»»

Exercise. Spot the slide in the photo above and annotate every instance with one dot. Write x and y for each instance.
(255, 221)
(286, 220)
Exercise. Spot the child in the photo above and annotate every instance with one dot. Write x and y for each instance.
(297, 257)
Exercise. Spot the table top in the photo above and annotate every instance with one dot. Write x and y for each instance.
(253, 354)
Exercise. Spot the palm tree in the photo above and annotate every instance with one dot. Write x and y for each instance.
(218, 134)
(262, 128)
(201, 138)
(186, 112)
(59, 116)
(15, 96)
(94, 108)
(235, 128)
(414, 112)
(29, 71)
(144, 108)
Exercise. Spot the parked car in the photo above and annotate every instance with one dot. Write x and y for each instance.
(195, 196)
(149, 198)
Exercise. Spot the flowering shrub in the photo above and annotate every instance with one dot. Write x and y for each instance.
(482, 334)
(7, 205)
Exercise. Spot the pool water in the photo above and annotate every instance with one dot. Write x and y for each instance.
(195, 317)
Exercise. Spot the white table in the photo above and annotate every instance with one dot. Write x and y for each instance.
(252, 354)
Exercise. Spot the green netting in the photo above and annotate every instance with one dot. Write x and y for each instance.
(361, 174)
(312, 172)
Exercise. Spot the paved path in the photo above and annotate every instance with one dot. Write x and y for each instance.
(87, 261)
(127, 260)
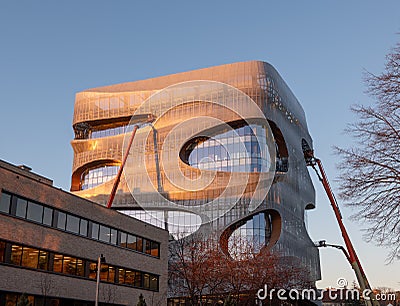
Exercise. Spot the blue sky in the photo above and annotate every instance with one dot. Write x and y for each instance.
(49, 50)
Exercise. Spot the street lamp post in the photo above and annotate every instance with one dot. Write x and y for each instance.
(100, 260)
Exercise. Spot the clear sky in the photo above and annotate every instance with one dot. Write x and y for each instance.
(49, 50)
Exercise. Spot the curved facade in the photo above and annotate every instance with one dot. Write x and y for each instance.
(215, 146)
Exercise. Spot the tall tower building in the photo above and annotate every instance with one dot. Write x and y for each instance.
(223, 156)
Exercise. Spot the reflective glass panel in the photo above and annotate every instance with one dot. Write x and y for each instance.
(83, 227)
(5, 203)
(35, 212)
(104, 233)
(95, 176)
(153, 282)
(95, 230)
(57, 264)
(2, 250)
(241, 150)
(21, 208)
(30, 257)
(43, 260)
(61, 220)
(47, 216)
(69, 265)
(251, 236)
(16, 254)
(72, 224)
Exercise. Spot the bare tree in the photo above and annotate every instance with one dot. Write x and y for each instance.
(187, 267)
(46, 286)
(370, 170)
(109, 293)
(203, 274)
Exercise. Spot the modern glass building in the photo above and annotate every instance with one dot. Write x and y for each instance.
(222, 156)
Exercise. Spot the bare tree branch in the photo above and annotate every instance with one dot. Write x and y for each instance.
(370, 170)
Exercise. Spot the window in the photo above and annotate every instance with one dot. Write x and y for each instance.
(104, 233)
(146, 280)
(47, 216)
(21, 208)
(114, 234)
(139, 244)
(16, 254)
(95, 230)
(5, 203)
(30, 257)
(35, 212)
(131, 242)
(83, 227)
(129, 277)
(155, 249)
(111, 274)
(153, 282)
(72, 224)
(138, 279)
(104, 272)
(121, 276)
(69, 265)
(57, 265)
(53, 217)
(147, 244)
(93, 270)
(43, 260)
(80, 267)
(61, 220)
(2, 251)
(123, 240)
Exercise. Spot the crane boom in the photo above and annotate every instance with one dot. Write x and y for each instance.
(312, 161)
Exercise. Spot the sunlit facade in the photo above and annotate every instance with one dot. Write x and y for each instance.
(50, 241)
(236, 150)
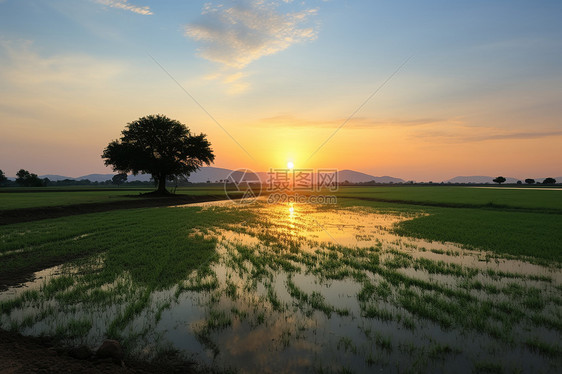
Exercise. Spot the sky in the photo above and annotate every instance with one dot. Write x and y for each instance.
(417, 90)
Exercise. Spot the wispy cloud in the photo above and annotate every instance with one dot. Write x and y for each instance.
(125, 5)
(237, 32)
(24, 67)
(464, 133)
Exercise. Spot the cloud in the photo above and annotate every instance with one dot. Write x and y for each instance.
(238, 32)
(124, 4)
(24, 67)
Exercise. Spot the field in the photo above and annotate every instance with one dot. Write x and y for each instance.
(399, 279)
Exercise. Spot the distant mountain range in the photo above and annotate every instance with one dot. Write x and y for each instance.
(213, 174)
(480, 179)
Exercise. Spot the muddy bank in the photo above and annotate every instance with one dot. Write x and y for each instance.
(26, 354)
(35, 214)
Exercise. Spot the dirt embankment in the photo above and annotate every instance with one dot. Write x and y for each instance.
(35, 214)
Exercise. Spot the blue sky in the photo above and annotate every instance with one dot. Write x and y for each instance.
(483, 85)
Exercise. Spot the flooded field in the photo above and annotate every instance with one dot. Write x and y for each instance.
(300, 288)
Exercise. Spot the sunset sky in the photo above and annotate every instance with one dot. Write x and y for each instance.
(472, 87)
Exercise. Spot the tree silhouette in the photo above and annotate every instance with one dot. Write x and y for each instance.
(27, 179)
(119, 179)
(160, 146)
(3, 178)
(499, 180)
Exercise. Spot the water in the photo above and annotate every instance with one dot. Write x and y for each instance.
(290, 296)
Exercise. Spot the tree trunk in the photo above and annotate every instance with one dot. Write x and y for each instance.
(162, 184)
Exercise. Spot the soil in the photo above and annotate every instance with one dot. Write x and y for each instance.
(11, 216)
(24, 354)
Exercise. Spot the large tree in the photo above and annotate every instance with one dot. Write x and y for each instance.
(499, 180)
(160, 146)
(3, 178)
(27, 179)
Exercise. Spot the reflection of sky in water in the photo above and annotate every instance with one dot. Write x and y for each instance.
(259, 339)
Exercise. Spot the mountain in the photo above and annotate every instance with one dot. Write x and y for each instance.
(357, 177)
(479, 180)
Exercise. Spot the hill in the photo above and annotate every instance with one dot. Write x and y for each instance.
(477, 179)
(357, 177)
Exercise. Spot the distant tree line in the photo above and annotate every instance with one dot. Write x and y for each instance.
(500, 180)
(26, 179)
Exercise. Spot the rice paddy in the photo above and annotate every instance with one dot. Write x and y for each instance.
(286, 288)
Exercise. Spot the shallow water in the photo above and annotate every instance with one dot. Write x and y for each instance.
(283, 301)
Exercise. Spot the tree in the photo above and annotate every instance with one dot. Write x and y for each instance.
(160, 146)
(119, 179)
(3, 178)
(499, 180)
(27, 179)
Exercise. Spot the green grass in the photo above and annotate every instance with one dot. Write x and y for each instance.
(460, 196)
(49, 197)
(169, 248)
(507, 232)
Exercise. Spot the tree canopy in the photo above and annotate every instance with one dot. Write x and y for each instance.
(27, 179)
(499, 180)
(119, 178)
(3, 178)
(160, 146)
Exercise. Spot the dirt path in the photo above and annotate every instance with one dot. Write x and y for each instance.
(35, 214)
(24, 354)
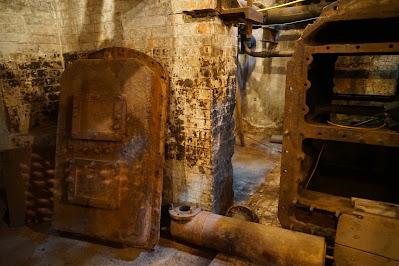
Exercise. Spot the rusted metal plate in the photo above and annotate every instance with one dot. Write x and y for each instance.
(110, 147)
(246, 13)
(345, 28)
(366, 235)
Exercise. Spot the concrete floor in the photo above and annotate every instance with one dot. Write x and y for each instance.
(256, 184)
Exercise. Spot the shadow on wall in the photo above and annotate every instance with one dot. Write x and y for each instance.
(102, 23)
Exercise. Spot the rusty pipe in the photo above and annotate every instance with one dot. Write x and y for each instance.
(261, 244)
(266, 53)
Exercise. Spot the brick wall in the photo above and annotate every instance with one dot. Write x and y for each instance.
(30, 66)
(199, 54)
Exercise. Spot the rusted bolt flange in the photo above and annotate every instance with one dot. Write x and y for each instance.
(183, 212)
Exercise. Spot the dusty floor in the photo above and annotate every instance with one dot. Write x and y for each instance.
(257, 178)
(256, 184)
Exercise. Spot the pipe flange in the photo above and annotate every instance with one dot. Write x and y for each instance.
(183, 212)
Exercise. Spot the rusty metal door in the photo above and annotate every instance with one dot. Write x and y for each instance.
(110, 147)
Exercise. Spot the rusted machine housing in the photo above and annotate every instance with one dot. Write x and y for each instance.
(325, 165)
(110, 147)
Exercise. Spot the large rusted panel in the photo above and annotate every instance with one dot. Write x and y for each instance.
(110, 147)
(347, 38)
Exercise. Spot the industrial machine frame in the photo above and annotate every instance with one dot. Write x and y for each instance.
(345, 28)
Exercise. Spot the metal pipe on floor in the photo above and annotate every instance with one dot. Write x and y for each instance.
(261, 244)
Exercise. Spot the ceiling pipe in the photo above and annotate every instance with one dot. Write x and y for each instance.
(265, 53)
(292, 14)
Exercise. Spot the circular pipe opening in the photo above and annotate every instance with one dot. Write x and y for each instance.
(184, 208)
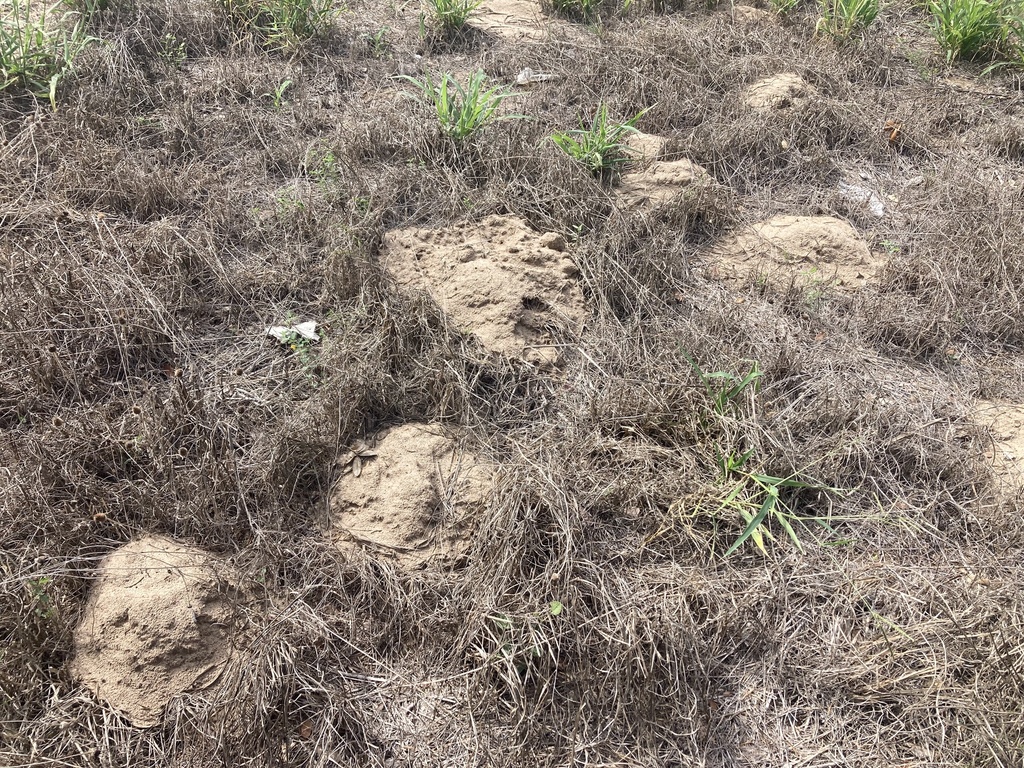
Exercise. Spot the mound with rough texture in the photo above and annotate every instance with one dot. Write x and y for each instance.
(496, 279)
(644, 147)
(659, 182)
(416, 498)
(778, 92)
(1006, 424)
(814, 250)
(156, 625)
(511, 18)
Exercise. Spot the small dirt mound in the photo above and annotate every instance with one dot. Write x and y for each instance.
(644, 147)
(659, 182)
(1006, 424)
(815, 250)
(778, 92)
(496, 279)
(156, 625)
(748, 15)
(416, 498)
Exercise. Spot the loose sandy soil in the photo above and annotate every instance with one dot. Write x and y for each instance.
(416, 499)
(156, 625)
(492, 513)
(511, 288)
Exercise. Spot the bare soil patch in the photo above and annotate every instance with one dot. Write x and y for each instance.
(660, 181)
(515, 19)
(156, 625)
(1005, 422)
(511, 288)
(416, 497)
(778, 92)
(810, 250)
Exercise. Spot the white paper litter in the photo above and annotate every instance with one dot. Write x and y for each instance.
(286, 334)
(857, 194)
(527, 76)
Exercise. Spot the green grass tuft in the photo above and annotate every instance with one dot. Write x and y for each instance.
(35, 54)
(462, 111)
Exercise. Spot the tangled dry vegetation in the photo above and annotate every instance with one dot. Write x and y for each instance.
(713, 463)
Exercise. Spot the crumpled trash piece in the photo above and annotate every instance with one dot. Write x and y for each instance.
(527, 76)
(285, 334)
(858, 194)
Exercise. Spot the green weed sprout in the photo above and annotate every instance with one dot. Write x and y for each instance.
(757, 498)
(282, 24)
(600, 147)
(461, 111)
(843, 17)
(453, 14)
(35, 55)
(978, 29)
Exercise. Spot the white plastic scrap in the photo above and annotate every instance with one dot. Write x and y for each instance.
(857, 194)
(285, 334)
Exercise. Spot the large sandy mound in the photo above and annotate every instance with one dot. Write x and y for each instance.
(496, 279)
(511, 18)
(814, 250)
(778, 92)
(155, 626)
(415, 497)
(659, 181)
(1006, 424)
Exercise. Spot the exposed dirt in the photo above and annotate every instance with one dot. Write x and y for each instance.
(645, 147)
(659, 181)
(156, 625)
(1005, 423)
(580, 592)
(811, 250)
(511, 288)
(515, 19)
(748, 15)
(778, 92)
(417, 499)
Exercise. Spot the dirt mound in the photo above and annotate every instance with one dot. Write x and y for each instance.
(1006, 424)
(496, 279)
(415, 497)
(645, 146)
(815, 250)
(155, 626)
(511, 18)
(748, 15)
(778, 92)
(659, 182)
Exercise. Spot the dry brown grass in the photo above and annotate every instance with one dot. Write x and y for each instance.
(165, 215)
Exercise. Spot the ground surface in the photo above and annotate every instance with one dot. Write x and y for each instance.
(479, 514)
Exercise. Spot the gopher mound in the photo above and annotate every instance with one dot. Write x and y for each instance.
(644, 147)
(414, 498)
(517, 19)
(812, 250)
(659, 182)
(496, 279)
(1006, 424)
(156, 625)
(778, 92)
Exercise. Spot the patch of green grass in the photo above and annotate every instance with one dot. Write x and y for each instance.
(600, 147)
(282, 24)
(462, 111)
(453, 14)
(978, 29)
(841, 18)
(35, 53)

««

Recast the items, from the line containing "Exercise. Spot the exposed" through the last line of the items, as a Markdown table with two columns, Row and Line text, numbering each line and omitting blank lines.

(CORRECT ANSWER):
| Row | Line text |
|---|---|
| 1 | Exercise. Spot the exposed dirt in the photo above and annotate every instance with one dot. Write x and y for each instance. |
| 2 | (645, 147) |
| 3 | (659, 181) |
| 4 | (156, 625) |
| 5 | (1005, 423) |
| 6 | (580, 592) |
| 7 | (811, 250) |
| 8 | (511, 288) |
| 9 | (515, 19) |
| 10 | (748, 15) |
| 11 | (778, 92) |
| 12 | (417, 499) |
| 13 | Exercise. Spot the dirt mound in the photo above and annotate every instance with one dot. Write x and y for each instance. |
| 14 | (1006, 424) |
| 15 | (496, 279) |
| 16 | (415, 497) |
| 17 | (645, 146) |
| 18 | (815, 250) |
| 19 | (155, 626) |
| 20 | (511, 18) |
| 21 | (748, 15) |
| 22 | (778, 92) |
| 23 | (659, 182) |
| 24 | Exercise. Spot the dry brown grass in the photo above and annotate every instance with one dot. Write x and y for each instance. |
| 25 | (165, 215) |
| 26 | Exercise. Spot the ground surface in the photo above and annotate every instance with one dot. Write x and y for each instance. |
| 27 | (479, 514) |
| 28 | Exercise. Spot the gopher mound in the photo above and annotate every instance with one dot. Write x and y for each instance. |
| 29 | (644, 147) |
| 30 | (414, 498) |
| 31 | (517, 19) |
| 32 | (812, 250) |
| 33 | (659, 182) |
| 34 | (496, 279) |
| 35 | (1006, 424) |
| 36 | (156, 625) |
| 37 | (778, 92) |
| 38 | Exercise. Spot the patch of green grass in the photo above and annotate every instance with one dot. Write x and y for each instance. |
| 39 | (600, 147) |
| 40 | (282, 24) |
| 41 | (462, 111) |
| 42 | (453, 14) |
| 43 | (978, 29) |
| 44 | (841, 18) |
| 45 | (35, 53) |